# [TASK OBJECTIVE]
Repeat the whole listing exactly as written.

# [MATERIAL FOR THIS EXERCISE]
>> START

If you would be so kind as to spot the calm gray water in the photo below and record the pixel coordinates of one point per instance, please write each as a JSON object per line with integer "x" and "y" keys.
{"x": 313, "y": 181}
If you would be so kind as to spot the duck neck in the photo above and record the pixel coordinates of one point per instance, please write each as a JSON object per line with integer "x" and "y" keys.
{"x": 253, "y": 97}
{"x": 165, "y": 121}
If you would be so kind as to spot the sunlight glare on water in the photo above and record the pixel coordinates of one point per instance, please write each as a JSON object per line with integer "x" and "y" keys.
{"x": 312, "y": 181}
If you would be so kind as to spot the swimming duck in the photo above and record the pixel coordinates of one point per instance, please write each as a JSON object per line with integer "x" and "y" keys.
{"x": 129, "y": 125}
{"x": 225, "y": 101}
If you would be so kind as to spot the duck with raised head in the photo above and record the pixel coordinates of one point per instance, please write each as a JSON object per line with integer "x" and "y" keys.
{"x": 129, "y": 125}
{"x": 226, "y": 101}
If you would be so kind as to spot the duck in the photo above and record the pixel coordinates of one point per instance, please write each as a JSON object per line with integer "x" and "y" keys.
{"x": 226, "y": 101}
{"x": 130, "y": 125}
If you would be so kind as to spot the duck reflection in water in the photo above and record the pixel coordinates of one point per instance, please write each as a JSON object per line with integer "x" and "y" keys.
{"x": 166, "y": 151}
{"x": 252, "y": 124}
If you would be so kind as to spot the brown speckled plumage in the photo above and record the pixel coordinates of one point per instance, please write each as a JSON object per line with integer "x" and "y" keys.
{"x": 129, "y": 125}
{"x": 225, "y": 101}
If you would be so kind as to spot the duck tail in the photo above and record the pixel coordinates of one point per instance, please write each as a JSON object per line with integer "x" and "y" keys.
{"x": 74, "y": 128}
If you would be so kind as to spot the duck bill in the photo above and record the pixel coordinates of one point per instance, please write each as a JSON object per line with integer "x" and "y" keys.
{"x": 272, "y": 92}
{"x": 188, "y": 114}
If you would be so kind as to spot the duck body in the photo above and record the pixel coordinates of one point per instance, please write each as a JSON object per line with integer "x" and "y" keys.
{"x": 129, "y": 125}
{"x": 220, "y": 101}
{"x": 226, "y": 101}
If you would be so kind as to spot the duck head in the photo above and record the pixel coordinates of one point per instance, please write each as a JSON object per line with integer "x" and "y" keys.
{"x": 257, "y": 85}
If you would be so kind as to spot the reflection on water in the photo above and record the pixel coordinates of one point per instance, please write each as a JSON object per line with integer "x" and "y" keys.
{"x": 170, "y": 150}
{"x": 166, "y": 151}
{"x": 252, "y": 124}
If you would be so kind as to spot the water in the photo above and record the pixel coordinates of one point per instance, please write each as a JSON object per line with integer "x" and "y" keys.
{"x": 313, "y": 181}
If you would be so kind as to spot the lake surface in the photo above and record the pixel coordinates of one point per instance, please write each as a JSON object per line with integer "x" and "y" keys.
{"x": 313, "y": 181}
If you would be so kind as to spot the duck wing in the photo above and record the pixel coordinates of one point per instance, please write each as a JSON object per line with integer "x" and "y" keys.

>> END

# [RESPONSE TO THIS EXERCISE]
If you would be so kind as to spot the calm gray water in the photo below and record the pixel coordinates of one point per instance, please write each as a JSON object per line with integer "x" and "y" keys.
{"x": 313, "y": 181}
If you would be so kind as to spot the duck neck in the photo above and record the pixel coordinates of one point per instance, please write each as a JSON object per line with integer "x" and "y" keys.
{"x": 253, "y": 97}
{"x": 165, "y": 121}
If you would be so kind as to spot the sunlight glare on water in the photo above and record the pixel coordinates of one point per instance, please write each as a JSON object per line with integer "x" and "y" keys.
{"x": 312, "y": 181}
If you would be so kind as to spot the swimming duck in the photo above and record the pixel coordinates of one point per instance, please write each as a JSON object per line with integer "x" and "y" keys.
{"x": 129, "y": 125}
{"x": 225, "y": 101}
If you would be so kind as to spot the duck with raised head in the photo above and record the pixel coordinates of one point per instance, please write each as a JSON object per line with integer "x" and "y" keys.
{"x": 129, "y": 125}
{"x": 226, "y": 101}
If you would be so kind as to spot the duck in the photo above and record the pixel coordinates of one point per instance, please write each as a JSON object per line with integer "x" and "y" keys.
{"x": 226, "y": 101}
{"x": 130, "y": 125}
If you would be so kind as to spot the duck reflection in water in the photo above and record the pixel coordinates of one point per instance, please write each as a JSON object per line with integer "x" and "y" keys.
{"x": 166, "y": 151}
{"x": 252, "y": 124}
If you would be so kind as to spot the brown speckled plumage in the photo above and record the pixel coordinates of one point per instance, please write each as a JSON object per line with integer "x" and "y" keys.
{"x": 129, "y": 125}
{"x": 225, "y": 101}
If you would be so kind as to spot the duck tail in the photo above and record the pixel coordinates of one point per instance, please write each as a JSON object per line with integer "x" and "y" keys.
{"x": 74, "y": 128}
If you would be so kind as to spot the duck bill in the photo above and record the pixel coordinates of one point per instance, please write each as a JSON object per line with integer "x" and "y" keys.
{"x": 272, "y": 92}
{"x": 188, "y": 114}
If you would be so kind as to spot the duck body in the photo above and record the pixel coordinates of one point per instance, please write each as a JSON object per line with integer "x" and "y" keys.
{"x": 129, "y": 125}
{"x": 220, "y": 101}
{"x": 226, "y": 101}
If you would be so kind as to spot the duck head in the photo above and record the pixel coordinates of one point per instance, please write each as a JSON object per line with integer "x" and "y" keys.
{"x": 257, "y": 85}
If you would be so kind as to spot the reflection on water in the photo above and record the pixel coordinates of one point per instance, please write each as a JSON object per line with integer "x" and "y" keys.
{"x": 170, "y": 150}
{"x": 166, "y": 151}
{"x": 252, "y": 124}
If you would be so kind as to spot the water in the photo above and record the pixel coordinates of one point per instance, please write each as a JSON object per line with integer "x" and "y" keys.
{"x": 313, "y": 181}
If you would be so kind as to spot the lake surface in the photo above and record the pixel coordinates of one point per instance, please write each as a JSON object per line with integer "x" and "y" keys.
{"x": 313, "y": 181}
If you would be so kind as to spot the duck wing in the photo above and record the pixel coordinates of one point per instance, please write each as a JSON object per line with integer "x" and "y" keys.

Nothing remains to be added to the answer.